Por muito menos e movidos pelas melhores intenções, drones sobrevoando os gentios têm causado emoção cada vez mais deslavada suprimindo cirúrgica eficaz e friamente quando não erradamente, as gentes escolhidas, criando revolta nuns, sincera emoção noutros e a apoteose de alguns yes we can, portanto em frente que atrás vem gente just do it, ne cést pas mon petit ? E que se lixem os danos colaterais, o preço irrisório das façanhas actuais…


Portanto a questão roda ou balança em torno das emoções, sua expressão, observação e práxis ou ausência, pois estou plenamente convencido haver quem as camufle, finja, imite, daí tirando proveito, livre de impostos suponho, pois a AT não é para aqui chamada nem ao menos desejada e nem quero sequer pensar em levá-la a tributar emoções, praticamente a única coisa de valor sobre a qual a sua desmesurada ganancia não recai.

Conjunto de dados

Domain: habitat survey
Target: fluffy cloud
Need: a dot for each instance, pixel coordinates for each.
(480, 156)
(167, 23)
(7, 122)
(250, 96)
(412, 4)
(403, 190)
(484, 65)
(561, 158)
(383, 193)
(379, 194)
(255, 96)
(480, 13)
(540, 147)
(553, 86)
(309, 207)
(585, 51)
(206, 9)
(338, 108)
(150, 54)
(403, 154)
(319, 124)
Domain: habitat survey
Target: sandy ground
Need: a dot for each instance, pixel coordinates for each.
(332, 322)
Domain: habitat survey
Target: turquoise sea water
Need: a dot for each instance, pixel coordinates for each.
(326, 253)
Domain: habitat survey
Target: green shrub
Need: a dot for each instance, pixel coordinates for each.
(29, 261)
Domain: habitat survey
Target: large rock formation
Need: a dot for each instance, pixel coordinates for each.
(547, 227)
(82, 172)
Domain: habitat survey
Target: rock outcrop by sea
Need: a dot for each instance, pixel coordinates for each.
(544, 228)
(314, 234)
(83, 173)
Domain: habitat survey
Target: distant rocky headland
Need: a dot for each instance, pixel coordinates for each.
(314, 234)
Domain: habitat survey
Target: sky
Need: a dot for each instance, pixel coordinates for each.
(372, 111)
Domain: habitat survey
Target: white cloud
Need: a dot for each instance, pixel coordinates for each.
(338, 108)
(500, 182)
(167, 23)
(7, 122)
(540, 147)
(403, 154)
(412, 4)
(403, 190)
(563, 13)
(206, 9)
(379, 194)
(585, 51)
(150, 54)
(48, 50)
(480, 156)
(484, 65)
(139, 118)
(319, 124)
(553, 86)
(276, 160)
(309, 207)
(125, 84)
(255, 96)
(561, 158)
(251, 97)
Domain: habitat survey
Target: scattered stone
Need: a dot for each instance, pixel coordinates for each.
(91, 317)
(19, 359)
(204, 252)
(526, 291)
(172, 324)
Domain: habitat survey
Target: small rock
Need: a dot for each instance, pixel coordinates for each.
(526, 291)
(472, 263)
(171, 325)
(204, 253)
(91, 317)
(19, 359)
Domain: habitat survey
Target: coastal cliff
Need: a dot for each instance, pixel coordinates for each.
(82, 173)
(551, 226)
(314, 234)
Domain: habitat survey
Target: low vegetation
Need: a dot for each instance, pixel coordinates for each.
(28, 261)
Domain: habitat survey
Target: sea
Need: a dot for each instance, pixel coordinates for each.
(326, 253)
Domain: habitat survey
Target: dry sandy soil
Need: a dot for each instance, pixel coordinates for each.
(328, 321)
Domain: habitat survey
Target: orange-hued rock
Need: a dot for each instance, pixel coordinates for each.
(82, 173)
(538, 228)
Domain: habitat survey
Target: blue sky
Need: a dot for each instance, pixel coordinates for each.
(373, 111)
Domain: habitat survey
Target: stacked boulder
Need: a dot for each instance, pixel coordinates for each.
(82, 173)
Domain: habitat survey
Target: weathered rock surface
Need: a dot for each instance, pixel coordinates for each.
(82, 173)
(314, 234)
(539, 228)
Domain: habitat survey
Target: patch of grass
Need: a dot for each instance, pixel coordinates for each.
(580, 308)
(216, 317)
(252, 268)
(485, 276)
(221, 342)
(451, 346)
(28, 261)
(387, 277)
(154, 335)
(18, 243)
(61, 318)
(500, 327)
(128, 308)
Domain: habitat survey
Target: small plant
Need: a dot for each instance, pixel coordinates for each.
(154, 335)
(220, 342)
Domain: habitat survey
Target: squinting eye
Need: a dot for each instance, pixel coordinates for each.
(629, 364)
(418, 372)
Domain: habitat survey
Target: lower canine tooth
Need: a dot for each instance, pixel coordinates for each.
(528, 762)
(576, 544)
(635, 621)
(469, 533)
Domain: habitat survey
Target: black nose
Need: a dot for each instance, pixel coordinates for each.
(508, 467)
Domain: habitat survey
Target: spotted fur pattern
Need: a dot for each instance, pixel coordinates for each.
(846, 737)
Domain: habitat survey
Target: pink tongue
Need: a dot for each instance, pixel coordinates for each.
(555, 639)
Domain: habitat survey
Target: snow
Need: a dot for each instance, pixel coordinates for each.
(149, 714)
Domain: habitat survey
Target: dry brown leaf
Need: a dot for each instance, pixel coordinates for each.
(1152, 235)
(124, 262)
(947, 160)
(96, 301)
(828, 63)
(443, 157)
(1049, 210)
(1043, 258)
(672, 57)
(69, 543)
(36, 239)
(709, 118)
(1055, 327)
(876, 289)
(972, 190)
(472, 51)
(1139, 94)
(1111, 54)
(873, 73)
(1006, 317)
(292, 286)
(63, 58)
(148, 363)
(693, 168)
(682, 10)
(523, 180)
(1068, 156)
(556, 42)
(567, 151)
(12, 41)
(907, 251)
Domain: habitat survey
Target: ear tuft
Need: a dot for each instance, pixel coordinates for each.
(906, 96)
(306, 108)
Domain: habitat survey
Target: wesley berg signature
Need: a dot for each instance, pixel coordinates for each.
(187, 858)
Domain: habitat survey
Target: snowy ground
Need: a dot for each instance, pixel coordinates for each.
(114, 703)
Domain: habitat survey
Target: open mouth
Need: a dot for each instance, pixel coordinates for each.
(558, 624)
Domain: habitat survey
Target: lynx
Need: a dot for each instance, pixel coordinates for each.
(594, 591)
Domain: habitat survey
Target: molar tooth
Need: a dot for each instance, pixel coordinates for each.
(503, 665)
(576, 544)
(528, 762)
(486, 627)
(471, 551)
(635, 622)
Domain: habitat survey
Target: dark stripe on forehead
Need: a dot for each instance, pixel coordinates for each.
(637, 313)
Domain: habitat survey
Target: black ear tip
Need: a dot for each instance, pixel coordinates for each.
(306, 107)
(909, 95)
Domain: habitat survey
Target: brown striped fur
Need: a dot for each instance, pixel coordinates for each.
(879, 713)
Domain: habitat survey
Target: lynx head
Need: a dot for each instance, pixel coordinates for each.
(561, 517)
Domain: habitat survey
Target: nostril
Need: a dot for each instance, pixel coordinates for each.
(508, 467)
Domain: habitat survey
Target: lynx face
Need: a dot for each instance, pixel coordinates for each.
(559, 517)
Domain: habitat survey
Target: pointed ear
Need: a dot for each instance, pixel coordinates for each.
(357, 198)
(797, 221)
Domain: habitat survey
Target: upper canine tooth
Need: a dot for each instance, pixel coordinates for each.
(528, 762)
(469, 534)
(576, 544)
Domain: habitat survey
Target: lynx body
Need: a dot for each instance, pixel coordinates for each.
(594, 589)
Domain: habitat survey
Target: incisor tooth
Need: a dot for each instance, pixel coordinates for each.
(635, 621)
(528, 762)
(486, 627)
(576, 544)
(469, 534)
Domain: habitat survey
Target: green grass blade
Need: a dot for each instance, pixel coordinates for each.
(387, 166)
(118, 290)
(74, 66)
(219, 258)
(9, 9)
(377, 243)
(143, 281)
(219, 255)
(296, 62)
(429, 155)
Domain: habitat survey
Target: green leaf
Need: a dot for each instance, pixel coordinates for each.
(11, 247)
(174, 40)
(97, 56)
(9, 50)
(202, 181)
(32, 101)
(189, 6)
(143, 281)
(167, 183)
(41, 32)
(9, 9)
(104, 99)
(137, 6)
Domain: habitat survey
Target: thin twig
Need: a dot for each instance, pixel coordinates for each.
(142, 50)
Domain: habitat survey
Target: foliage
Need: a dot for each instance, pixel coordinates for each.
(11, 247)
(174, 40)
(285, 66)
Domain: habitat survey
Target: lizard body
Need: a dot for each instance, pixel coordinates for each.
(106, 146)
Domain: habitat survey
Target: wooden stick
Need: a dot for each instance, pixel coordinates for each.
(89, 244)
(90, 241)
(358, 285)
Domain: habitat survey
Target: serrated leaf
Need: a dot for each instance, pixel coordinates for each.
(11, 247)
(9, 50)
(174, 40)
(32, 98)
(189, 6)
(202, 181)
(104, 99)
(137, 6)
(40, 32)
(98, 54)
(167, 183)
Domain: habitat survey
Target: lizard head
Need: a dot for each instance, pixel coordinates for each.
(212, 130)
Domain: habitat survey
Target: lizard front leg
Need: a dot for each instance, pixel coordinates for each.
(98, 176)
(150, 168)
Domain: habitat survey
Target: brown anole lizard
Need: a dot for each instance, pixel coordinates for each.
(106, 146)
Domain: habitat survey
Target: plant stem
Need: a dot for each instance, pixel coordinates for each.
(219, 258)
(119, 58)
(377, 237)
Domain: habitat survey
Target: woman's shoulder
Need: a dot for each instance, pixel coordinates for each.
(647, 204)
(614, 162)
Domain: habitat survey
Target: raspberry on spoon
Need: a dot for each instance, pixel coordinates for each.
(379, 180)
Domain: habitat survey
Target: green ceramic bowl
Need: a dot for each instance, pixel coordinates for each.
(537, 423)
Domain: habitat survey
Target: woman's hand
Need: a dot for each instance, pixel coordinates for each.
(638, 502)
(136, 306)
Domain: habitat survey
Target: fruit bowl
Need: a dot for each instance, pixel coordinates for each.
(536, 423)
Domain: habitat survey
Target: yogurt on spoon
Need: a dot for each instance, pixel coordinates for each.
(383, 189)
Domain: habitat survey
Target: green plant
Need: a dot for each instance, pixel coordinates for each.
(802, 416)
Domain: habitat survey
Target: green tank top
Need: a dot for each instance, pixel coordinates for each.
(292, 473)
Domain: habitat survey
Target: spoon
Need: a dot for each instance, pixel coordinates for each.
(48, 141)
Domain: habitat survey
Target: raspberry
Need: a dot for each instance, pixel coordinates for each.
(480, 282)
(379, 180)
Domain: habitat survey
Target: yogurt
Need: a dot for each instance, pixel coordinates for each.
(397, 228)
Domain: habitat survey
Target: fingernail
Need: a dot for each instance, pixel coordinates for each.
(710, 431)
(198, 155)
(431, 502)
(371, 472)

Tarefa proposta
No texto fornecido, em torno de que roda ou balança a questão? As linhas não têm qualquer ligação com o texto fornecido.

Resposta certa
Em torno das emoções, da sua expressão, observação e práxis ou ausência.